Set down the data below in full and exactly, minus the pictures.

▶

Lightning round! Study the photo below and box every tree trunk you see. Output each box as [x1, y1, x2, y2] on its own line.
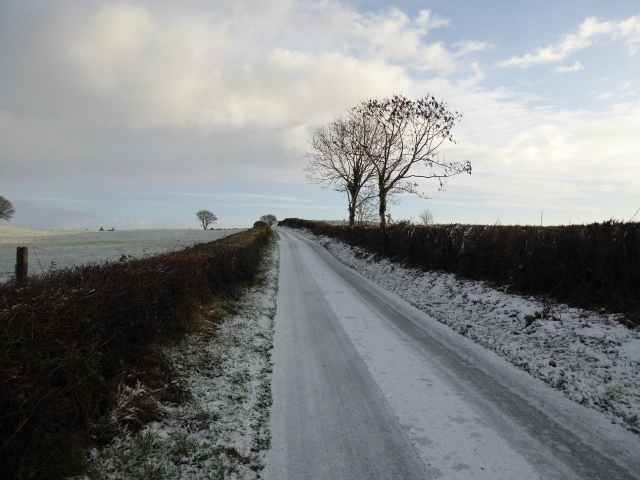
[378, 190, 387, 231]
[347, 191, 357, 226]
[378, 190, 389, 247]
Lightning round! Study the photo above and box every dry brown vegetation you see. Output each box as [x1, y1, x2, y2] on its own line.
[0, 227, 271, 479]
[279, 218, 640, 327]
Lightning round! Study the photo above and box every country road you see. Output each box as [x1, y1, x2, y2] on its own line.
[263, 227, 640, 480]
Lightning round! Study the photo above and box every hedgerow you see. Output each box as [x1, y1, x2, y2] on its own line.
[279, 218, 640, 326]
[0, 227, 271, 479]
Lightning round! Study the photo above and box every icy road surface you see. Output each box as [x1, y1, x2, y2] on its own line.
[264, 227, 640, 480]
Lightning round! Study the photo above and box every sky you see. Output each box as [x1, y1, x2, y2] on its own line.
[1, 0, 639, 230]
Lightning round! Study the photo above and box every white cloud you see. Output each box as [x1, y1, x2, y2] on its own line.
[620, 81, 638, 97]
[618, 14, 640, 54]
[64, 3, 159, 91]
[454, 40, 489, 57]
[281, 123, 312, 153]
[399, 76, 640, 217]
[167, 192, 314, 203]
[500, 14, 640, 68]
[415, 9, 450, 29]
[621, 81, 633, 91]
[348, 7, 461, 73]
[452, 101, 640, 196]
[555, 60, 584, 73]
[2, 1, 456, 133]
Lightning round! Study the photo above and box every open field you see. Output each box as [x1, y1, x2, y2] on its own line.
[0, 227, 246, 282]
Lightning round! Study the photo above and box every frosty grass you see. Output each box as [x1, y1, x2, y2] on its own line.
[83, 236, 279, 479]
[295, 228, 640, 435]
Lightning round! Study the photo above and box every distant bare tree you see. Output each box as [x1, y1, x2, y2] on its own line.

◀

Answer space:
Lightning round! Study the photo below and box every tree trunk you see. Output each box as [x1, y1, x2, y2] on its own line.
[378, 190, 387, 231]
[347, 191, 357, 226]
[378, 190, 389, 247]
Lightning round! Study the photo above and box every dry brown vegetation you see. Output each box as [x1, y1, x2, y2] on its own line.
[0, 227, 271, 479]
[279, 218, 640, 327]
Lightning round! Study the photo above and box every country road you see. Output each box as [x1, y1, x2, y2] on its own line.
[263, 227, 640, 480]
Lightning round! Study the photo above and box every hedgerow you see. Output each box as [x1, y1, x2, y2] on its own line.
[279, 218, 640, 326]
[0, 227, 271, 479]
Lightning round! Study the photo above and box every icy road surface you see. Output each box as [x1, y1, x2, y2] on its own line.
[264, 227, 640, 480]
Lightning round! Study the photo above and box every sky you see. Output each box as [x1, y1, x2, y2] on its own line.
[1, 0, 639, 230]
Lightning round! Study the photo above and box every white cloud you see. Output each box as [x1, y1, x2, y2] on its own line.
[620, 81, 638, 97]
[618, 14, 640, 54]
[64, 3, 159, 91]
[454, 40, 489, 57]
[281, 123, 312, 153]
[399, 76, 640, 217]
[167, 192, 314, 203]
[500, 14, 640, 68]
[415, 9, 450, 29]
[621, 81, 633, 91]
[348, 7, 461, 73]
[452, 101, 640, 196]
[555, 60, 584, 73]
[2, 1, 456, 133]
Lightning round! Study the photo above and box every open field you see. Output each box as [x1, y1, x2, y2] on its own line.
[0, 227, 246, 282]
Lightning round! Study the photo above and box every frosty grass you see. Output each box as [x1, y1, x2, y2] on its own line.
[83, 236, 279, 479]
[295, 228, 640, 435]
Lightning round! Study the photo above and box every distant bare tree you see. Output each box as [x1, y1, x2, y2] on its own line.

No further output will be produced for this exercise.